● **What is needed**: This task calls for copying every line in the data below that contains the word "segment".
▶
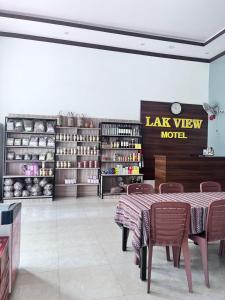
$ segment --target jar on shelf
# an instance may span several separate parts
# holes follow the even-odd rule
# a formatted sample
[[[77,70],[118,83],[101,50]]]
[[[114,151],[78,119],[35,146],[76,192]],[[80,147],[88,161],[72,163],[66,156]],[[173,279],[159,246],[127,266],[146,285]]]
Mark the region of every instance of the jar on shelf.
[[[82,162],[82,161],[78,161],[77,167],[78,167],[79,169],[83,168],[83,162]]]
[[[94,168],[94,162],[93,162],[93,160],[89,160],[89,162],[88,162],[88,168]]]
◀
▶
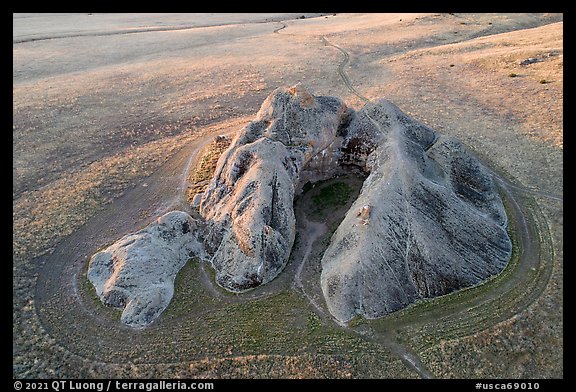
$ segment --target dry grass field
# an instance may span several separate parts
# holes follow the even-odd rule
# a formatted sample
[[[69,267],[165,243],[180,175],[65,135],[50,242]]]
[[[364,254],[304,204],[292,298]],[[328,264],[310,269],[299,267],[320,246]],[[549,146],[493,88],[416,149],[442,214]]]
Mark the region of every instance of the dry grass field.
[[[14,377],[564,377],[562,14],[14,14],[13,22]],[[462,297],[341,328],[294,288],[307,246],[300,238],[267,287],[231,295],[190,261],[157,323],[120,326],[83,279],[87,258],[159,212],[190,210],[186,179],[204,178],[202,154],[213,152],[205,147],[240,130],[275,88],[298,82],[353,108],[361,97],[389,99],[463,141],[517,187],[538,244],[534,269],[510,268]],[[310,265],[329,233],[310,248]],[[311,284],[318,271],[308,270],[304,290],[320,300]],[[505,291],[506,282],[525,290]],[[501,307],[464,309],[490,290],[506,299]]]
◀
● **Result for this task**:
$ segment --target jar on shelf
$ segment --target dry grass field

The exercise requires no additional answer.